** Start of EXCERPTED TEXT **

Peter Wilkinson | 21 Jun 2009 12:38
Picon

Replication - thoughts, patches, thinking out loud.

Hi,
I've been thinking about replication of Durus for a while and being  
bored decided to try out a theory I've come up with.

Firstly the issue that I've been stuck on is how to get a Durus  
replication setup going such that the db is rarely more than a few  
seconds out of date. Using rsync is nice and easy but has some fairly  
well known issues (is the replica really the same as the master? how  
to deal with packing? how often do you run it?)

My hope was to have a simple setup that would allow for master->slave  
replication and deal with changing masters due to packing.

Attached are 2 files, a changed shelf.py and a new replicate.py which  
work with the standard Durus 3.8 tar.gz sources.

The changes to shelf.py are fairly simple and basically boil down the  
having a hash value calculated for each transaction that is committed  
and tacking that on at the end of the transaction. ie. the format for  
a transaction looks like: 8 bytes length, x bytes transaction data, 20  
bytes hash. The 20 bytes are included in the transaction length.

This hash is calculated on the previous hash value concatenated with  
the new transaction data. My thinking is that by calculating a hash  
through the file like this a slave can be compared to the master by  
just comparing the last 20 bytes of the slave with the 20 bytes at the  
same index in the master file, any changes in any previous transaction  
would show up as a different hash.

By being able to safely compare the 2 files the replicate script is  
(Continue reading)

Binger David | 26 Jun 2009 15:00

Re: Replication - thoughts, patches, thinking out loud.

It seems like your replication strategy works unnecessarily hard to  
track transaction
boundaries.  If the master fails and the slave has a partial  
transaction,  then the
new server process would need to truncate the partial transaction at  
startup,
just as it would if the same condition happened without replication  
involved.

The careful rsync strategy that I think I've posted here earlier can  
easily
run every minute, and it recognizes when packs happen.  If you need  
more frequent
updates, I think you can use the same inode-checking strategy along with
a remote "tail -f" to get the job done.   Is that not right?

I think what you've done is cool, I'm just not sure if it is cool  
enough to change the
file format.   Am I overlooking something?
Peter Wilkinson | 2 Jul 2009 14:06
Picon

Re: Replication - thoughts, patches, thinking out loud.

Hi David,

Thanks for having a look and sorry for the slow response.

Underlying a lot of my ongoing experimentation is growing databases,  
many GBs so far and continuing to grow. Getting fool proof fast  
replication running against big databases is a priority. I currently  
use full rsyncs but have been trying thinking of ways to be more  
efficient.

One of my hats in my day job is as a sysadmin and we use rsync heavily  
on busy machines and I've grown to be wary of the storm of IO it can  
generate on lots of data. Getting rsync to not read all of the source  
and destination requires the append option that has been spoken about  
before which leads to the issue of ensuring that the destination file  
is a strict subset of the source one.

** End of EXCERPTED TEXT **
** Start of RECORD EXCERPTS **

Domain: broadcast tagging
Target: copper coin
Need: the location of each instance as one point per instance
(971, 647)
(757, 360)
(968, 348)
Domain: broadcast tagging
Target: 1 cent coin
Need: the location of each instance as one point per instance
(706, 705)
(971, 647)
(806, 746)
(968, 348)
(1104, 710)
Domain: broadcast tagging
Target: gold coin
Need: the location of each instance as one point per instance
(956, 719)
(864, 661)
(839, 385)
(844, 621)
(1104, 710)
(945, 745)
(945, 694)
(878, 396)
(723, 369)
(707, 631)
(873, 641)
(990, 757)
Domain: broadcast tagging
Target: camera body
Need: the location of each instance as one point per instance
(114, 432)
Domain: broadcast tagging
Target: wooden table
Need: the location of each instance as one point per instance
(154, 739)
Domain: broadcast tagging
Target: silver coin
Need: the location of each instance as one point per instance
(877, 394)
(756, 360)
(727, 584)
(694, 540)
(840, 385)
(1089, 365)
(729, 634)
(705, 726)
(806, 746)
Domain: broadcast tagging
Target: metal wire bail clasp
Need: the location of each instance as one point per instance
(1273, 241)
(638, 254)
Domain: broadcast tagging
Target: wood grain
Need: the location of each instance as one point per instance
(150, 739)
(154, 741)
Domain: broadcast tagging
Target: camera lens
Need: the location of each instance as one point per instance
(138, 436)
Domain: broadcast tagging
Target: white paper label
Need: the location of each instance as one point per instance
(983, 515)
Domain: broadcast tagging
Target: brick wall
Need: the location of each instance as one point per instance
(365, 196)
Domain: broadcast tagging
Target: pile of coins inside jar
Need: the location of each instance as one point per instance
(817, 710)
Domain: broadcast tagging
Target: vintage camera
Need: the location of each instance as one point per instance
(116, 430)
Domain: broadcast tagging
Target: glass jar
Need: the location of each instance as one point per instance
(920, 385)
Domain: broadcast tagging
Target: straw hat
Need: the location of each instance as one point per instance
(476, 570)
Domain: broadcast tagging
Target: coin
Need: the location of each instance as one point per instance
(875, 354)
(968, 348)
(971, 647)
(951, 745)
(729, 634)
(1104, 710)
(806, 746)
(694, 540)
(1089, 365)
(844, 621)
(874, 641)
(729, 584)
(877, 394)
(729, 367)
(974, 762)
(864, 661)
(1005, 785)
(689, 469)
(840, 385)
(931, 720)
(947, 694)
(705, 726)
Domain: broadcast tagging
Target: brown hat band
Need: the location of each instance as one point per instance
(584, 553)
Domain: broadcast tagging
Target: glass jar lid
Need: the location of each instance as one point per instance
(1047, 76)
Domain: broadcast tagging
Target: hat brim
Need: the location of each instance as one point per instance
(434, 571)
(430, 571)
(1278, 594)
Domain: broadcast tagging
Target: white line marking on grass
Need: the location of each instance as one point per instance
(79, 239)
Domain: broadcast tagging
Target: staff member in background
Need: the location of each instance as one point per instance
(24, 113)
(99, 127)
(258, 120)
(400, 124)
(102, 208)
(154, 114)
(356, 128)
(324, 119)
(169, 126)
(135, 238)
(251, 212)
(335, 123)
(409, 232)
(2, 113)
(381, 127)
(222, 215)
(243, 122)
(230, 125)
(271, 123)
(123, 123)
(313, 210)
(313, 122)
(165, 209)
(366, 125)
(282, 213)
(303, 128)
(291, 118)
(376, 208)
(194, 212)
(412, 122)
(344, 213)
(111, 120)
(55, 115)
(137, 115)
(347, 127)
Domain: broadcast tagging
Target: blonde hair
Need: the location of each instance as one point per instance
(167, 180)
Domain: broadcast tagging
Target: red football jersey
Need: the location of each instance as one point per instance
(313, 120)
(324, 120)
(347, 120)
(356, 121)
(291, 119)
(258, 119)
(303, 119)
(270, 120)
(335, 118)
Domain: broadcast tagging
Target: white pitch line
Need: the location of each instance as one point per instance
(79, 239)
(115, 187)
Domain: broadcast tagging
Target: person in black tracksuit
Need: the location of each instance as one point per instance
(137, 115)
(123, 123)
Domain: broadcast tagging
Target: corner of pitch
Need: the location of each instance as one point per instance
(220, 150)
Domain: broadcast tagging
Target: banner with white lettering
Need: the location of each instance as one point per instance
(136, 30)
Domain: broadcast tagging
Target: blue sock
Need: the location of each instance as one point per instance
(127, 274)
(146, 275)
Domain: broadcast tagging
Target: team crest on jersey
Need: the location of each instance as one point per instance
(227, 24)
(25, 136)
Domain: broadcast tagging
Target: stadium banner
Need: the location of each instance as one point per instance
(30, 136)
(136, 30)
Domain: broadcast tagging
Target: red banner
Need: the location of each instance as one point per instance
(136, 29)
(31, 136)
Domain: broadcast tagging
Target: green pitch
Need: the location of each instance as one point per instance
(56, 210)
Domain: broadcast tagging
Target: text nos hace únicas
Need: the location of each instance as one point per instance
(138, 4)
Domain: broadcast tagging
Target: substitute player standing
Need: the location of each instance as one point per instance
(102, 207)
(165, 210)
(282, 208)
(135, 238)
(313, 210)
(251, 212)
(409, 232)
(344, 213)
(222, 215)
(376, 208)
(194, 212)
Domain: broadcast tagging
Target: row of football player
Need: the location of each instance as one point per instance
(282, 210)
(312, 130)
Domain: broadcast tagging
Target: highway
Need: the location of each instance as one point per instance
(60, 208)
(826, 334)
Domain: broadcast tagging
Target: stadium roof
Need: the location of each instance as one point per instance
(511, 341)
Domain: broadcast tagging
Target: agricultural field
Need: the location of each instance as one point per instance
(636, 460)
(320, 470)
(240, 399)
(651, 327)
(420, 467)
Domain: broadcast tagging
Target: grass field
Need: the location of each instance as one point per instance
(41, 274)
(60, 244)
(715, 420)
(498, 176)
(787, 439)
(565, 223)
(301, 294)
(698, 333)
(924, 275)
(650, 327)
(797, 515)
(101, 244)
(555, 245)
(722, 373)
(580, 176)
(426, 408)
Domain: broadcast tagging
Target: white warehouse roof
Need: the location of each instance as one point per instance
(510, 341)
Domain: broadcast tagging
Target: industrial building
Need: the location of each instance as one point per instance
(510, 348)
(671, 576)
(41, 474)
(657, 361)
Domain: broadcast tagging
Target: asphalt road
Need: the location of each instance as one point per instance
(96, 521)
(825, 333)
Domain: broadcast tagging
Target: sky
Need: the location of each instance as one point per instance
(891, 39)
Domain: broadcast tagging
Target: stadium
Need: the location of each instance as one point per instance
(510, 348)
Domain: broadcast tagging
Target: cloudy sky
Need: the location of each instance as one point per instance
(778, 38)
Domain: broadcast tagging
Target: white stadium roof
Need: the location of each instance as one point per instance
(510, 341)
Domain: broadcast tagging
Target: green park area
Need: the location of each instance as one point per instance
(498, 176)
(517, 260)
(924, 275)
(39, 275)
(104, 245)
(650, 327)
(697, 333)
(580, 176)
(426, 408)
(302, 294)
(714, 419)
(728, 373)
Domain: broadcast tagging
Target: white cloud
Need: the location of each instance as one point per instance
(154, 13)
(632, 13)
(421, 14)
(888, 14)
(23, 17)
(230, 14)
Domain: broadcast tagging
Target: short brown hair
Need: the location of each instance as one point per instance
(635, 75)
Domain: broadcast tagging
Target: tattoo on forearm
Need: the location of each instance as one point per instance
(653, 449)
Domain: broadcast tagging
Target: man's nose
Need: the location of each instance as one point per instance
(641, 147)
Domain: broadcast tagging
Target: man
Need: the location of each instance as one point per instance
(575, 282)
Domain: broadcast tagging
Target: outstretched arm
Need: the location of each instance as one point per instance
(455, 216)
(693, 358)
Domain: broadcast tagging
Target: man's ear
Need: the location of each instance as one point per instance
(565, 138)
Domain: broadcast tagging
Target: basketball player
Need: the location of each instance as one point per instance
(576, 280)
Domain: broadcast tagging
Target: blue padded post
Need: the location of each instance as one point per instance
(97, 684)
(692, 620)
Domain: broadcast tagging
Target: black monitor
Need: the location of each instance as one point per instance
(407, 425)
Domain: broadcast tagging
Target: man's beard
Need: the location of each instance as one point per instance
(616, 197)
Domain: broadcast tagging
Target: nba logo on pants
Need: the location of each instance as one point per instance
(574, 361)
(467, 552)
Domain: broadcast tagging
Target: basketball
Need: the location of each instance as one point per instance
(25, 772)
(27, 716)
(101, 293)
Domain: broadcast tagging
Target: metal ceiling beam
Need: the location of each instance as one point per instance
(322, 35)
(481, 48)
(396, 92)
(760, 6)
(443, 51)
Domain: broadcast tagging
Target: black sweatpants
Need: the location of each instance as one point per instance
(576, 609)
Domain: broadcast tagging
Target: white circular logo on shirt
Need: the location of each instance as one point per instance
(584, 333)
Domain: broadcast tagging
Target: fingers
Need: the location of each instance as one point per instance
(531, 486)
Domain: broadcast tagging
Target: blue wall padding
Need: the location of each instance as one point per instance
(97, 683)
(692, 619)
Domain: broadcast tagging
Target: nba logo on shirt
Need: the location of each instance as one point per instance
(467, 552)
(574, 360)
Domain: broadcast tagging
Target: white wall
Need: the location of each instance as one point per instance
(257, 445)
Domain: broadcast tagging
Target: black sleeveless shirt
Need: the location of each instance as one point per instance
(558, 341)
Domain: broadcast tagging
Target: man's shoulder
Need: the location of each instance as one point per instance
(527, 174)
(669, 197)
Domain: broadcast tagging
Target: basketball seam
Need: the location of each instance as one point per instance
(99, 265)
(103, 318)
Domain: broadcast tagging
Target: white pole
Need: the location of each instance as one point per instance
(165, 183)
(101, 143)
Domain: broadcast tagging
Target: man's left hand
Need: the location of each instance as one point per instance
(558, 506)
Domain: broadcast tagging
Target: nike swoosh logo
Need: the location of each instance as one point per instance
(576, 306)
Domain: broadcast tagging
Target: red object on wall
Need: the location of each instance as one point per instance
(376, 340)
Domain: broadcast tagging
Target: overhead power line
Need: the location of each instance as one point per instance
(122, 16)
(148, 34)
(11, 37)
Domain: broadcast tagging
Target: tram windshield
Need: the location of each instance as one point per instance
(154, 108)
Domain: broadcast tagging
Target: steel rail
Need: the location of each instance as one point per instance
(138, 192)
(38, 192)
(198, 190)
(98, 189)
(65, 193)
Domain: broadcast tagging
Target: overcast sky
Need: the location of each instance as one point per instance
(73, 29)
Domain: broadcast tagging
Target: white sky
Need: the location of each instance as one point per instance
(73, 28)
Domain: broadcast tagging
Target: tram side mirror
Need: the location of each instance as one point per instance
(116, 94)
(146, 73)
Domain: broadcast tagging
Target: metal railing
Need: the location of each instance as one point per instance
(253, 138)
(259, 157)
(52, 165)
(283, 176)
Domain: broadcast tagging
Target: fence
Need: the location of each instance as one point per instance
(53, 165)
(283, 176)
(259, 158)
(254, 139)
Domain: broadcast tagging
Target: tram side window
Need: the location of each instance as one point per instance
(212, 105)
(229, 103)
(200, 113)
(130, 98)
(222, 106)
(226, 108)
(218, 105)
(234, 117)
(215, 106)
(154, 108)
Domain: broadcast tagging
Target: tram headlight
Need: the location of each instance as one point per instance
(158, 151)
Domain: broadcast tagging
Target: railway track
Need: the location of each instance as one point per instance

** End of RECORD EXCERPTS **

▶ _TASK TO COMPLETE_: In the Durus replication thread, change "sysadmin" to "system administrator" and give the passage between "One of my hats" and "the source one.", inclusive.

▶ _ANSWER TO THE EXERCISE_:
One of my hats in my day job is as a system administrator and we use rsync heavily  
on busy machines and I've grown to be wary of the storm of IO it can  
generate on lots of data. Getting rsync to not read all of the source  
and destination requires the append option that has been spoken about  
before which leads to the issue of ensuring that the destination file  
is a strict subset of the source one.